- EXCERPTED TEXT:
+ + + + +
Single gene disorders can be encoded by either dominant or
recessive alleles. In the latter case, the affected person
usually has two healthy carrier parents, who were usually unaware
that their child could inherit a deadly or debilitating genetic condition from them.
We know from Mendel's first law that any offspring of two heterozygous carriers
has a 25% chance of inheriting a recessive disorder.
Knowing your own genotype is therefore important when deciding to have children, and
genetic screening will prove vital for preventive medicine in the coming years.
In this problem, we will consider an exercise in which we determine the probability
of an organism exhibiting each possible genotype for a factor knowing only the genotypes
of the organism's ancestors.
Problem
Figure 1. The rooted binary tree whose Newick format is (aa,((Aa,AA),AA)). Each leaf encodes the genotype of an ancestor for the given individual, which is represented by '?'.
A rooted binary tree can be used to model the pedigree of an individual.
+ + + + +
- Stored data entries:
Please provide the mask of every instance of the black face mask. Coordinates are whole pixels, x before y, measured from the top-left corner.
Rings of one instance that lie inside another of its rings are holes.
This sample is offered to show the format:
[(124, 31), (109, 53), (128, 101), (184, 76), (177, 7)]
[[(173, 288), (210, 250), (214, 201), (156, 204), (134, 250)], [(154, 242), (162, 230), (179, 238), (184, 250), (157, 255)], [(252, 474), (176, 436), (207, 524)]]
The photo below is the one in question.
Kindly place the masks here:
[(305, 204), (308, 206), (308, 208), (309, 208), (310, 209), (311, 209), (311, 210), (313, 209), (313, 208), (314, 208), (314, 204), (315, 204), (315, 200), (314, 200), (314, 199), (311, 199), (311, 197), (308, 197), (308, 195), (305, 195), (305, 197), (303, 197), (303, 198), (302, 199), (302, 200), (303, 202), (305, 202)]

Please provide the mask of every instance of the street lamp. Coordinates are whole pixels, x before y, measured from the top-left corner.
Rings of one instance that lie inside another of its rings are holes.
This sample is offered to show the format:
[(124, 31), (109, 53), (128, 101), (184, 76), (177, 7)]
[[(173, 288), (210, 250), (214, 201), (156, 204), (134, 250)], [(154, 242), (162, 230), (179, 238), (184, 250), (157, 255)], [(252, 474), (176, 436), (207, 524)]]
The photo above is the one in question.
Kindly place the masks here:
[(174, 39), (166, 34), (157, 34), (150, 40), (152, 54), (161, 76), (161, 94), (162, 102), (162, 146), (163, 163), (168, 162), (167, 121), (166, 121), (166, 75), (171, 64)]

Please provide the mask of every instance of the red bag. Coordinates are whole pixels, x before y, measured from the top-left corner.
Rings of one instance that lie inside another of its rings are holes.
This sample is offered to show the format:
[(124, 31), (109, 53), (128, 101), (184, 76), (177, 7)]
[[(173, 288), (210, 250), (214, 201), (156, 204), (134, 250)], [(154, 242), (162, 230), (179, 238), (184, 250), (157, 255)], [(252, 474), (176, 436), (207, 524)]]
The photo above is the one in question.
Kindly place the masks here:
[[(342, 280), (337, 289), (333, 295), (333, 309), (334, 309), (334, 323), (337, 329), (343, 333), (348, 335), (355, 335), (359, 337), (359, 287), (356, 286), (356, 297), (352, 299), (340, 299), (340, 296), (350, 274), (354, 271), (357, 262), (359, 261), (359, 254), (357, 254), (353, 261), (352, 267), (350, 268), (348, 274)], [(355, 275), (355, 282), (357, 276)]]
+ + + + +
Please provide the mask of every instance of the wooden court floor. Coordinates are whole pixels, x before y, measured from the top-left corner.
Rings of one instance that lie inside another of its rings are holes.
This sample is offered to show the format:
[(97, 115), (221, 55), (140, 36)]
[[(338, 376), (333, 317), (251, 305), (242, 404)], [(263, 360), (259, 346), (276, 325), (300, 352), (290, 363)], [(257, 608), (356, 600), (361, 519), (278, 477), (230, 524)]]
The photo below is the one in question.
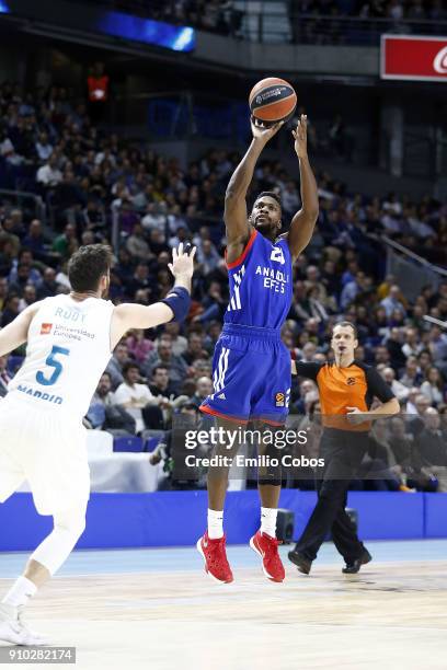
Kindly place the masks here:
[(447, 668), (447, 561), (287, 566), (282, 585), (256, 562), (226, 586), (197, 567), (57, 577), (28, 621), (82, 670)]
+ + + + +
- BRIEF 1:
Render this sentence from the passage on recessive genetic disorders into Spanish: "A rooted binary tree can be used to model the pedigree of an individual."
- BRIEF 2:
Pick up the passage on recessive genetic disorders at the point where it ends, and keep writing it.

- RESPONSE 1:
Se puede usar un árbol binario con raíz para modelar el pedigrí de un individuo.

- RESPONSE 2:
In this case, rather than time progressing from the root to the leaves,
the tree is viewed upside down with time progressing from an individual's ancestors
(at the leaves) to the individual (at the root).
An example of a pedigree for a single factor in which only the
genotypes of ancestors are given is shown in
Figure 1.
Given: A rooted binary tree T in Newick format encoding an individual's pedigree
for a Mendelian factor whose alleles are A (dominant) and a (recessive).
Return: Three numbers between 0 and 1, corresponding to the respective probabilities that
the individual at the root of T will exhibit the "AA", "Aa" and "aa" genotypes.